* Stated problem
Put the lines of the material into a JSON list of strings, one string per line, leaving out blank lines.

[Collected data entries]
-- Begin --

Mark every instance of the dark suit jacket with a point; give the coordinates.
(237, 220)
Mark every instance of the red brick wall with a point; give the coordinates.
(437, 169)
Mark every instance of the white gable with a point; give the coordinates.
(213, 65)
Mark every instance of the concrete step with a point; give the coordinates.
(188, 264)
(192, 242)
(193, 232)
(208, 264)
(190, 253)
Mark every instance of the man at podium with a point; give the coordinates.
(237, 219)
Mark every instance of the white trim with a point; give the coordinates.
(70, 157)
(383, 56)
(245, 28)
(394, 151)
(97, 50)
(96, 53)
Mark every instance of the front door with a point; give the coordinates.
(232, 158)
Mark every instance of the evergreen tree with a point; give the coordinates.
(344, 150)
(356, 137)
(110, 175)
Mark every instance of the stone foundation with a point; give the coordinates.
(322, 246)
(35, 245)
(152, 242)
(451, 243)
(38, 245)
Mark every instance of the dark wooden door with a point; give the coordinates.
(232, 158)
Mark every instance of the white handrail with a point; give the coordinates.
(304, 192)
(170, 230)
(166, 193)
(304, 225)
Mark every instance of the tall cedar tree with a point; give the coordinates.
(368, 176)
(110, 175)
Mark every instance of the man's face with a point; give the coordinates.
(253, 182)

-- End --

* Answer
[
  "Mark every instance of the dark suit jacket with a point; give the coordinates.",
  "(237, 220)",
  "Mark every instance of the red brick wall with a point; give the coordinates.",
  "(437, 169)",
  "Mark every instance of the white gable with a point; give the coordinates.",
  "(213, 65)",
  "Mark every instance of the concrete step with a point; give the coordinates.",
  "(188, 264)",
  "(192, 242)",
  "(193, 232)",
  "(208, 264)",
  "(190, 253)",
  "Mark every instance of the man at podium with a point; give the coordinates.",
  "(237, 219)",
  "Mark every instance of the white trim with a point; give the coordinates.",
  "(70, 157)",
  "(383, 56)",
  "(245, 28)",
  "(394, 151)",
  "(97, 50)",
  "(96, 53)",
  "Mark every instance of the front door with a point; give the coordinates.",
  "(232, 158)",
  "Mark every instance of the evergreen tree with a point; give the coordinates.",
  "(344, 150)",
  "(356, 137)",
  "(110, 175)",
  "Mark every instance of the stone foundation with a point; give the coordinates.",
  "(322, 246)",
  "(35, 245)",
  "(152, 242)",
  "(451, 243)",
  "(38, 245)",
  "Mark every instance of the dark wooden door with a point; give the coordinates.",
  "(232, 158)",
  "Mark every instance of the white handrail with a point; give the coordinates.",
  "(304, 192)",
  "(170, 230)",
  "(166, 193)",
  "(304, 225)",
  "Mark every instance of the tall cedar tree with a point; give the coordinates.",
  "(368, 176)",
  "(110, 175)",
  "Mark every instance of the man's face with a point; give the coordinates.",
  "(253, 182)"
]